— begin Exercise materials —
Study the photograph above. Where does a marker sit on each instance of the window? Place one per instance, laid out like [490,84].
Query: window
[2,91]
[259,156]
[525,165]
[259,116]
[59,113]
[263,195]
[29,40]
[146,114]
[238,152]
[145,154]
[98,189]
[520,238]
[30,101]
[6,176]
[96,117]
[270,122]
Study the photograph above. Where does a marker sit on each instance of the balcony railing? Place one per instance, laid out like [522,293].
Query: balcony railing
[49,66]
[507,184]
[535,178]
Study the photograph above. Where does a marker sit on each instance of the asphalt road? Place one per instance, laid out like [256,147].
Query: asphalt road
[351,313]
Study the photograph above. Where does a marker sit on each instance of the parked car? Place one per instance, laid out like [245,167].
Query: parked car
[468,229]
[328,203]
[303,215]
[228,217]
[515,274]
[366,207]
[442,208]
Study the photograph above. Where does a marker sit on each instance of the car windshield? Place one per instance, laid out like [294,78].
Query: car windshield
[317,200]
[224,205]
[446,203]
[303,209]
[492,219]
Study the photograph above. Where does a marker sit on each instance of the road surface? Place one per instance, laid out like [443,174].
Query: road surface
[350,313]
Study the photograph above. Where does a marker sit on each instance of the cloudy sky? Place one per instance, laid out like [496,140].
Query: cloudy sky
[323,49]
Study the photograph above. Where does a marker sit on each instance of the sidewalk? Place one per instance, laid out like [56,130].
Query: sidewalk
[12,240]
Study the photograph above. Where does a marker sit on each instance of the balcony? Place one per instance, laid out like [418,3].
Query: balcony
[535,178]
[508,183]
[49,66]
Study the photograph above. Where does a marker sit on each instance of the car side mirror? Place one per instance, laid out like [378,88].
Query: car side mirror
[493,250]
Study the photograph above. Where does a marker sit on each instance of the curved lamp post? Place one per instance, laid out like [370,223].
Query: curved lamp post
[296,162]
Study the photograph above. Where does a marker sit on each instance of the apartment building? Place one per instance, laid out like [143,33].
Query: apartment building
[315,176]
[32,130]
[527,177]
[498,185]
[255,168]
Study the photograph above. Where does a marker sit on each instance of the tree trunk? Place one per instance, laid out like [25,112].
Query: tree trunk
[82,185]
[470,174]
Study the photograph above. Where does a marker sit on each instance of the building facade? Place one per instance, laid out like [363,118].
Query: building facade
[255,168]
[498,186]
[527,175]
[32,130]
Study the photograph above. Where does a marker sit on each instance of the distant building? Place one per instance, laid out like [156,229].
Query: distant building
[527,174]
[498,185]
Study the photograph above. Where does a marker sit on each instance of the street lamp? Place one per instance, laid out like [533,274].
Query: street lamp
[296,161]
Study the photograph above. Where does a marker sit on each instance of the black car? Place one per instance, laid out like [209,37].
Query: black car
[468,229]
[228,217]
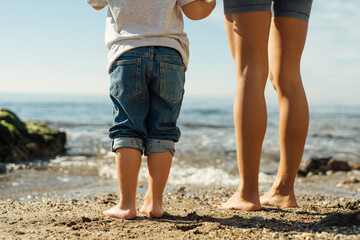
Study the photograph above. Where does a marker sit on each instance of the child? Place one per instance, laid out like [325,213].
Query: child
[147,58]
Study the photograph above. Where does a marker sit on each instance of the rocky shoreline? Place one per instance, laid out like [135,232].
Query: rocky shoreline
[24,141]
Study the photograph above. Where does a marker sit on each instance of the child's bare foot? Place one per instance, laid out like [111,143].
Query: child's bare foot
[238,202]
[152,209]
[275,199]
[118,212]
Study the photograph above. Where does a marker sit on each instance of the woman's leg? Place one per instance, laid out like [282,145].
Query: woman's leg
[286,43]
[248,35]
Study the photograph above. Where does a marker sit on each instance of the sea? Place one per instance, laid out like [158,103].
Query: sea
[205,155]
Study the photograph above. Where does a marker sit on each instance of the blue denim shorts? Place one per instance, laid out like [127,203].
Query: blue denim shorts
[279,8]
[147,88]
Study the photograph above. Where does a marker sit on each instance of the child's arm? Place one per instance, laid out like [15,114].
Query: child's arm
[97,4]
[199,9]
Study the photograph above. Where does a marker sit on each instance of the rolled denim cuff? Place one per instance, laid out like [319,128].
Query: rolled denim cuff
[136,143]
[246,9]
[159,145]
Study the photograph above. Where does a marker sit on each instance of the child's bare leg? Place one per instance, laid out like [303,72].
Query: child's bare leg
[159,168]
[128,161]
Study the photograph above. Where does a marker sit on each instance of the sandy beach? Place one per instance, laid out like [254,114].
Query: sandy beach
[190,214]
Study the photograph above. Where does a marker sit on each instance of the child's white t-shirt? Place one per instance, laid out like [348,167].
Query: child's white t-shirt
[137,23]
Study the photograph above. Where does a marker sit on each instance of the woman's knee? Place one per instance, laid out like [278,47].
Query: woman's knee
[285,82]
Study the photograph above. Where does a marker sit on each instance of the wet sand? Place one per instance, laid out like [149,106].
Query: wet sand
[189,215]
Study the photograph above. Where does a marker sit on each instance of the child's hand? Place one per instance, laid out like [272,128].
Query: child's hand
[97,4]
[199,9]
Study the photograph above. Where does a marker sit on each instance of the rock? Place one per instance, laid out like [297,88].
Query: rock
[22,141]
[338,219]
[352,180]
[324,165]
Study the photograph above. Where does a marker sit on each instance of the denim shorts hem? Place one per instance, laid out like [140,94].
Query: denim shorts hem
[246,9]
[136,143]
[159,145]
[292,14]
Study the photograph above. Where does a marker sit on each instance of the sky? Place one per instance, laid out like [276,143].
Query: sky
[57,47]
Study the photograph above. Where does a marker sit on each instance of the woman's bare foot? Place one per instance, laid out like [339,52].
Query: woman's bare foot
[277,199]
[238,202]
[121,213]
[152,209]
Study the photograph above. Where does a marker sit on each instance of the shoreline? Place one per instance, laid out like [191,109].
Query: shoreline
[190,215]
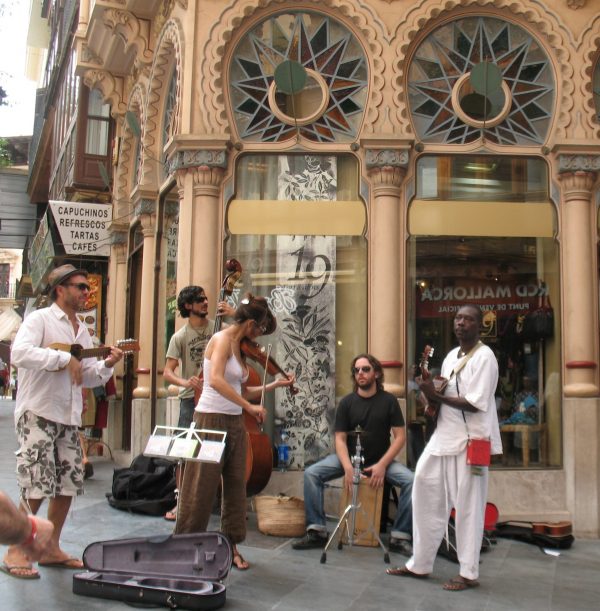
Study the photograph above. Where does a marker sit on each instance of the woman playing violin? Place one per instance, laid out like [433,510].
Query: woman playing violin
[223,400]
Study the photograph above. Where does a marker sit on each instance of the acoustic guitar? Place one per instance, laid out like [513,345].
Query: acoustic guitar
[128,346]
[431,407]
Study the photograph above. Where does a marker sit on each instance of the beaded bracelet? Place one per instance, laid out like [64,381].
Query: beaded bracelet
[33,534]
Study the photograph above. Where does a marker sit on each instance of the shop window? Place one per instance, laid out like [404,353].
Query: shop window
[285,229]
[509,273]
[481,77]
[98,124]
[328,108]
[94,139]
[169,118]
[168,217]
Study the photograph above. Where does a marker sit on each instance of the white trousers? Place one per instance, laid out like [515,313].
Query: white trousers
[441,483]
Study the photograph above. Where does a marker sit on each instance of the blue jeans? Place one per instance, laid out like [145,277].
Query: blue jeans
[330,468]
[186,412]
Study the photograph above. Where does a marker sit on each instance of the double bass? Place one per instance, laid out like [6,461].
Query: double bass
[259,455]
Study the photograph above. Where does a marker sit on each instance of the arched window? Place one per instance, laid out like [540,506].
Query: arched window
[329,104]
[481,77]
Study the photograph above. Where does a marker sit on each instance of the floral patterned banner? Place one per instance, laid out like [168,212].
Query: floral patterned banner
[306,342]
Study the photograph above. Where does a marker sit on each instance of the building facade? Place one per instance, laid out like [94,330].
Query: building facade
[372,165]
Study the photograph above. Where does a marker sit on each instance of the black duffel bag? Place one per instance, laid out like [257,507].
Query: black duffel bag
[147,486]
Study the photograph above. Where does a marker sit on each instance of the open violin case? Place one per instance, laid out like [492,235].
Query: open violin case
[177,571]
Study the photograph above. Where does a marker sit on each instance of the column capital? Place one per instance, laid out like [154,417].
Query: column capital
[578,163]
[118,241]
[145,210]
[118,234]
[577,184]
[209,158]
[145,207]
[386,167]
[382,157]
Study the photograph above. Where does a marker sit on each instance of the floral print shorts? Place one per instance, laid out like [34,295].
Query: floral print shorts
[49,458]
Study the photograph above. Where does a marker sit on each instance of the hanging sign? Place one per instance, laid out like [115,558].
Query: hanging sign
[83,228]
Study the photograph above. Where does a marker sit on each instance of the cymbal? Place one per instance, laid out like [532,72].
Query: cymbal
[358,431]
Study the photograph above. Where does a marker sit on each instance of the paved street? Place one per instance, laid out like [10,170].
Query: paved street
[514,576]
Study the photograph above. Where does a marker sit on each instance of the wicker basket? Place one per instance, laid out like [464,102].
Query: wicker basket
[281,516]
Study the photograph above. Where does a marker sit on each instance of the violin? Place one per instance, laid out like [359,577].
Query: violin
[257,353]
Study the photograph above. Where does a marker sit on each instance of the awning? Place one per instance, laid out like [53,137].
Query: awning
[10,321]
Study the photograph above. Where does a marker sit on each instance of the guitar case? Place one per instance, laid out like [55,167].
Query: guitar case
[560,537]
[176,571]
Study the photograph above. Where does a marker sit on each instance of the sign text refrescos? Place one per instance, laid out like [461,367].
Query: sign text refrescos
[83,228]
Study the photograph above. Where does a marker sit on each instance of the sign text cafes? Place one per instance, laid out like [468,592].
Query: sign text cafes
[503,298]
[83,228]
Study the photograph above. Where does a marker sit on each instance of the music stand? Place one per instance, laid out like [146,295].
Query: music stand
[350,511]
[191,444]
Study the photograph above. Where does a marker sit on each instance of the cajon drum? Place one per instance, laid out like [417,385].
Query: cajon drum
[369,500]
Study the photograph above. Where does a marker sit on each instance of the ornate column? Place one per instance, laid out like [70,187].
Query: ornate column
[117,283]
[145,210]
[581,448]
[578,173]
[199,177]
[387,305]
[116,307]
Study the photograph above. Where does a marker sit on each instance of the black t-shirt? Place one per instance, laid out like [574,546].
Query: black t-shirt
[375,415]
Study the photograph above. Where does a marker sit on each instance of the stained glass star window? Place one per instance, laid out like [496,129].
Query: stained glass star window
[318,43]
[452,51]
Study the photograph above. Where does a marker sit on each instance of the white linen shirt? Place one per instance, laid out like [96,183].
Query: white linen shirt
[476,382]
[45,386]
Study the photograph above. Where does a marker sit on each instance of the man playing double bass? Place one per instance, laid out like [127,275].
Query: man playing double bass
[186,352]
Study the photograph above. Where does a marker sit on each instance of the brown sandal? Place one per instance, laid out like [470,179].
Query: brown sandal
[238,562]
[402,571]
[458,584]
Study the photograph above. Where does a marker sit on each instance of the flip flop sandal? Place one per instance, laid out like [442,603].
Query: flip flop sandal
[402,571]
[9,570]
[458,584]
[73,564]
[239,563]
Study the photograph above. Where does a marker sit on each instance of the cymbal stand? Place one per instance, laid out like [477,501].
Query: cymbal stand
[350,511]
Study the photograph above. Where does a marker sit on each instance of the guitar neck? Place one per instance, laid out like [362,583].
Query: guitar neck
[87,353]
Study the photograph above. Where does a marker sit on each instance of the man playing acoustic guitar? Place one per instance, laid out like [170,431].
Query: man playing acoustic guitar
[48,411]
[447,474]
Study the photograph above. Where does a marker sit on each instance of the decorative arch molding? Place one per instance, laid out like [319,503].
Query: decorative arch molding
[241,13]
[531,15]
[590,52]
[134,32]
[168,50]
[123,176]
[111,88]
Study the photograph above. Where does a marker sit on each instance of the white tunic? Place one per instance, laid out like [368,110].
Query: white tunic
[211,401]
[45,387]
[443,479]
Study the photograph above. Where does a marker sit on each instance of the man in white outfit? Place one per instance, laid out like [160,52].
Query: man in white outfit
[443,479]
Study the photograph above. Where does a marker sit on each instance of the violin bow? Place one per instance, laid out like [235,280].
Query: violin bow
[262,395]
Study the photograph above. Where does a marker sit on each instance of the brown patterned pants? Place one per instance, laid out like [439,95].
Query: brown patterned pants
[201,482]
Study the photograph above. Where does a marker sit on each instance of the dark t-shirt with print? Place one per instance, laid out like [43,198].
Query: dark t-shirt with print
[376,416]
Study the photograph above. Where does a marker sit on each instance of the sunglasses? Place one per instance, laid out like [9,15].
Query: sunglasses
[262,328]
[82,286]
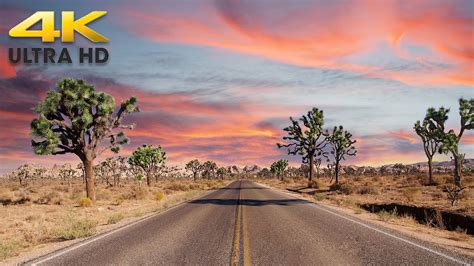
— end Exercise materials —
Task: Return every line in the rows above that contains the word "stained".

Finished exercise:
Study the photograph above. Where does a marker sit on each instance of the stained glass star window? Place one per instance, laid out like [496,129].
Query: stained glass star window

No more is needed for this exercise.